EXTRACT ▸
══════════════════════════════
Midweek Musings: Normcore

Wednesday, March 5, 2014

What would the Chanel girl wear to the supermarket?

Between the recent internet explosion promoting the poshness of suburban clothing and yesterday's Chanel couture show held at a constructed supermarket, the abundance of sneakers and chic sweatpants sweeping the closets of hipsters and fashionistas alike has me wondering what came first: Lagerfeld or normcore?

In fact, much of the internet has exploded over the idea of normcore so much so that the interweb's multifaceted fingers have misconstrued the true definition. (lol, don't you love the personification of the internet --- as if it were one big basic hand typing away at a Mac) In fact, according to K-Hole, the New York trend forecasting group that coined the term, normcore does not necessarily promote dressing like Jerry Seinfeld or a lost tourist, rather "#normcore means you pursue every activity like you're a fanatic of the form." Normcore is not so much a fashion phenomenon as it is social branding. Normcore comes from the idea of youth mode, (also defined by K-Hole) which refers to the equality of youth to freedom. Being in youth mode means you are "engaged with newness," "changeable," and "free." Normcore makes use of this freedom to refute the modern American dream of growing up to be an individual. Looking forward, American youth will be born individuals and grow up to fit in. Normcore asserts that as a society that has been so focused on standing out, we are reverting back to fitting in. Remember when only a few posh people owned an iPhone? I do. According to K-Hole, "normcore doesn't want the freedom to become someone. Normcore wants the freedom to be with anyone."

So how does normcore relate to fashion, and more importantly, Karl and Chanel?

In the most democratic sense, normcore from a fashion perspective means dressing reasonably for the activity at hand. Normcore is more than the baseball hat+Patagonia pullover+Nike trainers combination that has the interweb buzzin'. Normcore is about wearing a Georgia jersey to a Georgia football game. It's about wearing yoga pants and a racerback walking to 5 Points Yoga. It's wearing that baseball hat and pullover to the grocery store where that outfit combo belongs...
══════════════════════════════
COLLECTED DATA ▸
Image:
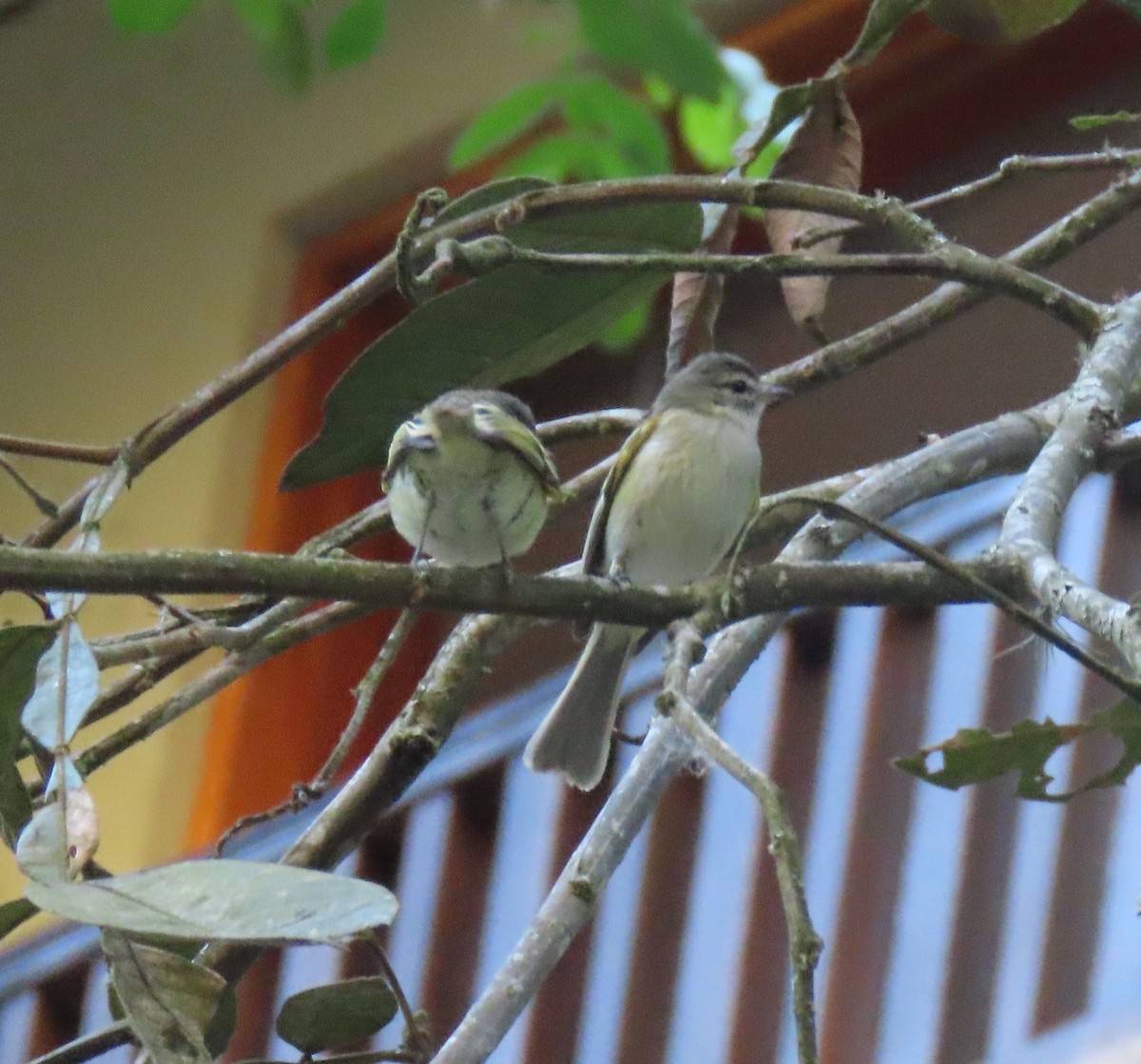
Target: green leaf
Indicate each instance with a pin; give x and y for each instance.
══════════════════════════════
DIRECTION 1 ▸
Answer these questions from the normcore post:
(a) Which group coined the term normcore?
(b) Where was the Chanel couture show held?
(c) What does the post say to wear to a Georgia football game?
DIRECTION 2 ▸
Reproduce word for word the part of the normcore post starting with "In the most" and going on through "outfit combo belongs...".
The listing has no connection to the normcore post.

PROBLEM SOLUTION 1 ▸
(a) K-Hole, the New York trend forecasting group.
(b) At a constructed supermarket.
(c) A Georgia jersey.

PROBLEM SOLUTION 2 ▸
In the most democratic sense, normcore from a fashion perspective means dressing reasonably for the activity at hand. Normcore is more than the baseball hat+Patagonia pullover+Nike trainers combination that has the interweb buzzin'. Normcore is about wearing a Georgia jersey to a Georgia football game. It's about wearing yoga pants and a racerback walking to 5 Points Yoga. It's wearing that baseball hat and pullover to the grocery store where that outfit combo belongs...